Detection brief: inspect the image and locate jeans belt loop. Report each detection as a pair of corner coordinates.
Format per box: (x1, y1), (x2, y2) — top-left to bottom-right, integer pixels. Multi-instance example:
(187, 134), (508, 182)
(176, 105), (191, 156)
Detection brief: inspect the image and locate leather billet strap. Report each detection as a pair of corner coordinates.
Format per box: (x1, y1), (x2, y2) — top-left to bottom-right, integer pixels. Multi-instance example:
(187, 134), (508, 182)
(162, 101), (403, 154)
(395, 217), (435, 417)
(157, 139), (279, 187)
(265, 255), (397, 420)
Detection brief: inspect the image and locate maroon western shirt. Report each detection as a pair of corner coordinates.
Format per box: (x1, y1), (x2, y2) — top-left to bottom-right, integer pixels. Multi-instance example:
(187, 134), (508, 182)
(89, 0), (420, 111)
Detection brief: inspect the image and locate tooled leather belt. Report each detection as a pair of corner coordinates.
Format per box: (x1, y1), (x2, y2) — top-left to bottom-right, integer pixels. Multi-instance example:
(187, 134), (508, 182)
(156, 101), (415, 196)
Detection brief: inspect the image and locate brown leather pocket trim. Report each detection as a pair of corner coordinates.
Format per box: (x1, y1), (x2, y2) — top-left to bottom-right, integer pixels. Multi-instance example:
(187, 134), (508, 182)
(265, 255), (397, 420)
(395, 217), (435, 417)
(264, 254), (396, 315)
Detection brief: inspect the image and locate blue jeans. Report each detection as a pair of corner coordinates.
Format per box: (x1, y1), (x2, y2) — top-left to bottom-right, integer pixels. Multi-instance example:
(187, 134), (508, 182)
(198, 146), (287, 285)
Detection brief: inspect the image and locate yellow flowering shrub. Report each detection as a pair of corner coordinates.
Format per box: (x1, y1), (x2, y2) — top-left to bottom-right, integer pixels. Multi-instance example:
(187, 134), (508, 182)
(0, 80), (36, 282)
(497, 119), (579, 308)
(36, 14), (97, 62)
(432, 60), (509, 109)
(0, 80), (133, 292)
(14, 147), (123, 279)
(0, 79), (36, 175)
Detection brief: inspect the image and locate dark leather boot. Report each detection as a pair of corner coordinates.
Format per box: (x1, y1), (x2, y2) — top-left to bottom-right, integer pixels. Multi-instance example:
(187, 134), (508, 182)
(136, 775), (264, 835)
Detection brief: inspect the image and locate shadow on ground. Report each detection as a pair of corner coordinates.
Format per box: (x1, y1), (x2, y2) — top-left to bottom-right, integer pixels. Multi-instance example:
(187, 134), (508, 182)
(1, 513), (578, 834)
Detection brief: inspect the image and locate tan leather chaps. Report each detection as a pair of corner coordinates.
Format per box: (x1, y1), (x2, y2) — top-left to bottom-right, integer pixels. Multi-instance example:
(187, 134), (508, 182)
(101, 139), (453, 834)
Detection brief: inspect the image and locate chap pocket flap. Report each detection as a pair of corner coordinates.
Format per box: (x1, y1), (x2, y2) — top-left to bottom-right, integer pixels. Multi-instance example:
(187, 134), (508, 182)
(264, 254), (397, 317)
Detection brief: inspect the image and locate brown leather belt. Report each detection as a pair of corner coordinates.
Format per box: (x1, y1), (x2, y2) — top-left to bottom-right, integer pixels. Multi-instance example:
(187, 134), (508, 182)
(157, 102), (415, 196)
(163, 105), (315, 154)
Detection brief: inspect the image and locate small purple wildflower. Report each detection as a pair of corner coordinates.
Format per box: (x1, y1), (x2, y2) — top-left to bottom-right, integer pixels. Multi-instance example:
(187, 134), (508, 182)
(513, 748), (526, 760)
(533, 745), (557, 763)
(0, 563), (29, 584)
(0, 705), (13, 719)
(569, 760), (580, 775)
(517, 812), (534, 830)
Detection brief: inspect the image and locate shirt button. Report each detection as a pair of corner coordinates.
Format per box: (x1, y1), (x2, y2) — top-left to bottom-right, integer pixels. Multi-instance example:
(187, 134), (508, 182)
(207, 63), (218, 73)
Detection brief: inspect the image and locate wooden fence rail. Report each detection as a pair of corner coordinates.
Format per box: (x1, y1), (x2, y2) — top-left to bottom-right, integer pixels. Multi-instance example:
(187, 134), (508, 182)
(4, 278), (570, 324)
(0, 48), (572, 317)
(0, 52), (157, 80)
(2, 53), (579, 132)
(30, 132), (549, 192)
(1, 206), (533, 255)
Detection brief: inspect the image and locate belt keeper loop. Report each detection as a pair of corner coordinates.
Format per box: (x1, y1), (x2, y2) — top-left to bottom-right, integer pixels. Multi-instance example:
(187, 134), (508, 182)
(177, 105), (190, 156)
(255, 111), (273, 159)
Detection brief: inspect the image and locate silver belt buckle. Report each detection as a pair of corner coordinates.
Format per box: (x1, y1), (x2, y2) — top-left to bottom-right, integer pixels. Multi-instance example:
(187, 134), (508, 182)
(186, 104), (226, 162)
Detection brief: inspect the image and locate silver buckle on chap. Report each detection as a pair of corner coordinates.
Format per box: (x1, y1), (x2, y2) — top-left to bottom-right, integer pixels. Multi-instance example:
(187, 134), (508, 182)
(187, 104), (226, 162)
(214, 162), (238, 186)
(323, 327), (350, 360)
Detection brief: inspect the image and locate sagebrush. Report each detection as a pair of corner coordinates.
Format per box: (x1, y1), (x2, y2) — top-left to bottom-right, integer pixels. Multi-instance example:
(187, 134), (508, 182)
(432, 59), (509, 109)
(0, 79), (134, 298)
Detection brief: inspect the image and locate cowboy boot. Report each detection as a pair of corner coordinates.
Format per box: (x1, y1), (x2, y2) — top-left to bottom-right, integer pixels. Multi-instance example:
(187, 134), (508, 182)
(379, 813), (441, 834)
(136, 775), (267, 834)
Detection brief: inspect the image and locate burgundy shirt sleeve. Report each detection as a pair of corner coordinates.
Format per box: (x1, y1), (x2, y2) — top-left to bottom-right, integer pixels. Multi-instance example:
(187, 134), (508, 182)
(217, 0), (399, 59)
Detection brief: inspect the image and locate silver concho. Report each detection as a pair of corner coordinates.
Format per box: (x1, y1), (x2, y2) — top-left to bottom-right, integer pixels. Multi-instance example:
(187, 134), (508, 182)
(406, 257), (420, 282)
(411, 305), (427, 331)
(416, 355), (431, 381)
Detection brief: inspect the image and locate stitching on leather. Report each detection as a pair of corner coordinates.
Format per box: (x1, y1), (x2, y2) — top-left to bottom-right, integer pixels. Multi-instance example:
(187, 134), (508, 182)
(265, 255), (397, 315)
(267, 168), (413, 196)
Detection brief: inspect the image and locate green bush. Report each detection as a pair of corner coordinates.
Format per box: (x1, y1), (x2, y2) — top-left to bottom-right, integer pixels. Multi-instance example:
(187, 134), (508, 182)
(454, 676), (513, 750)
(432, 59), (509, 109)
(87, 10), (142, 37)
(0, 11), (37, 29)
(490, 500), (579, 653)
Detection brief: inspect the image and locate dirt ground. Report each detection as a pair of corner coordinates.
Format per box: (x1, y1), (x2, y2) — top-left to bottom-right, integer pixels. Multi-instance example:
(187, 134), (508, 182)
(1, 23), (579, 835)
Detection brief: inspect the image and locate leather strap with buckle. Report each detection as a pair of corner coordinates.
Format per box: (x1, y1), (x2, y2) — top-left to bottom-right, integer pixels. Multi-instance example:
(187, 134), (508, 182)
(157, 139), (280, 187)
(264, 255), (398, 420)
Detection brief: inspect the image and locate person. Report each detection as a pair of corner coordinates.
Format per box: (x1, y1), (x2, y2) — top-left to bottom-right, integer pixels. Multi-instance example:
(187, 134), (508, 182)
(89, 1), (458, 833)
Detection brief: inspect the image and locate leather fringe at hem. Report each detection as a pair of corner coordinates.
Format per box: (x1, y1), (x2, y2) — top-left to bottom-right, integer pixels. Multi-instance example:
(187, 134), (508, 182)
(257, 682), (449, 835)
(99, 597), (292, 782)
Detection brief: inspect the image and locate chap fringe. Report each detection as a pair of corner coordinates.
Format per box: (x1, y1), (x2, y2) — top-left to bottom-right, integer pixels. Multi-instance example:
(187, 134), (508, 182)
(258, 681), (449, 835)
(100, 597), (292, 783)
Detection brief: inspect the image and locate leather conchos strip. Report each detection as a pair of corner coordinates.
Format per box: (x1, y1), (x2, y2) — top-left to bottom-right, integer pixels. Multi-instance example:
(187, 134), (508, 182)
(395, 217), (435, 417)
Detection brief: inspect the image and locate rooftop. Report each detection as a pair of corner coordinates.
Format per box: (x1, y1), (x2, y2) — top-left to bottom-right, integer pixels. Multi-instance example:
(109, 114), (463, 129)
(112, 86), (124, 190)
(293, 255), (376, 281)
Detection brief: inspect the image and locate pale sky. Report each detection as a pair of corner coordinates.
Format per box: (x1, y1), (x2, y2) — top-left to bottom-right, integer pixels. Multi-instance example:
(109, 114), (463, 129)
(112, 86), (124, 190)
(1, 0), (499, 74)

• [About this task] Only lines of the material that contain the word "shirt" belong in the answer; copy each one.

• [Response to the task]
Detection brief: inspect the image and locate maroon western shirt. Report each detection as a pair of corner coordinates.
Detection brief: inspect the image and locate shirt button. Report each detection as a pair of corner coordinates.
Detection brief: inspect the image and locate burgundy shirt sleeve. Report each detection as a pair of corner coordinates.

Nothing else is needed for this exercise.